Work instructions:
**A.** Using the article on isolated serverless stacks, decide whether each statement agrees with it: (i) developers' isolated stacks may share a non-production account where those developers have privileged access; (ii) the article advises giving every resource an explicit name; (iii) the pipeline changes are described as consisting of three steps. For each, answer yes or no and quote the words of the article that decide it.
**B.** From the article on isolated serverless stacks, extract word for word everything from "The serverless approach" down to "few hot tips.".

AWS Serverless Isolated Stacks
Give every developer their own silo

alt text

Setting up Isolated Stacks

One thing I love about writing serverless software is the idea of scale-to-zero. Basically, when you are not using a serverless application, you are not paying for any compute resources whatsoever. While this is a boon for apps that have spikey and unpredictable loads, it also has a very real benefit during development. It means that developers can realistically spin up their own isolated environment in order to validate their work.

There is still value in being able to write and test code locally. However, this means isolating the code your working on, using locally running versions of dependencies (see Local .Net development with Amazon S3 as an example), and/or connecting to dependencies via the internet. At some point, to avoid the “works on my machine” syndrome, you need to integrate your code with the real environment it will actually run in.

The difference between running code locally and in a “real” environment can be huge. This may mean different OS types/patches, different networking constraints, differences between emulated APIs and real APIs, etc… Ultimately the only environment that is ever truly like production is… production. That said, every attempt you make to create an integration environment more “like” production, the more you are rewarded with early detection of issues.

The serverless approach allows you to build complete environments utilizing the exact same infrastructure as code scripts and the same compute sizes as your build pipeline uses to deploy to production. These isolated stacks should definitely not live in the same account as your production environment, but can happily be made to share a non-production account where developers have privileged access. Let’s take a look at how we can achieve this by modifying my own AWS CodePipeline Example to support isolated stacks. This will consist of 4 steps, and everything you need to do can be conveniently seen in this commit.

Before we get into these 4 steps a few hot tips.

Tip 1 - Ensure that Platform centric things like VPCs, subnets, VPC Endpoints, even KMS keys are separated into their own cloud formation stacks, and imported into the application stack. You probably don’t want 15 separate VPCs and associated subnets, endpoints etc… (and subsequent costs) in the one account.

Tip 2 - If you don’t explicitly need to name a resource … don’t. Most resources require replacement if the name changes, which is why I tend to avoid giving my resources a name if I don’t have to. CloudFormation will usually do a pretty good job of giving the resource a vaguely meaningful (and unique) name based on the resources logical ID and the stack name. That said, sometimes a resource name is required/desired. I will show you how we handle these cases.

Tip 3 - Ensure you are using !Ref or !GetAtt to reference arn’s of resources created in the stack rather than attempting to guess by convention. This will ensure you are less likely to mis-configure a resource by accidentally missing the name substitution in the following steps.

Records supplied:
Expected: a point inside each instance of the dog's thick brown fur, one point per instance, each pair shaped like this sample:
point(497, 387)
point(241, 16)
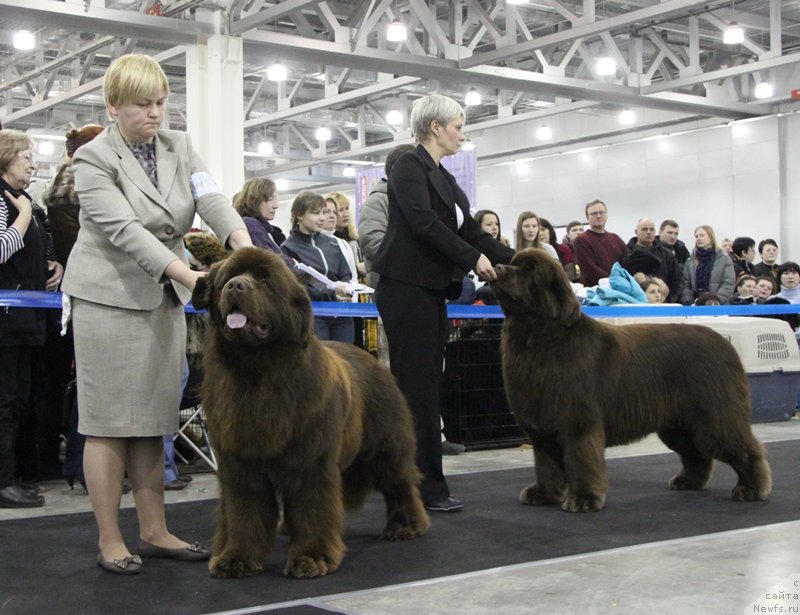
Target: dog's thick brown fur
point(577, 385)
point(305, 425)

Answers to the tasks:
**A.**
(i) Yes: "can happily be made to share a non-production account where developers have privileged access"
(ii) No: "If you don’t explicitly need to name a resource … don’t."
(iii) No: "This will consist of 4 steps"

**B.**
The serverless approach allows you to build complete environments utilizing the exact same infrastructure as code scripts and the same compute sizes as your build pipeline uses to deploy to production. These isolated stacks should definitely not live in the same account as your production environment, but can happily be made to share a non-production account where developers have privileged access. Let’s take a look at how we can achieve this by modifying my own AWS CodePipeline Example to support isolated stacks. This will consist of 4 steps, and everything you need to do can be conveniently seen in this commit.

Before we get into these 4 steps a few hot tips.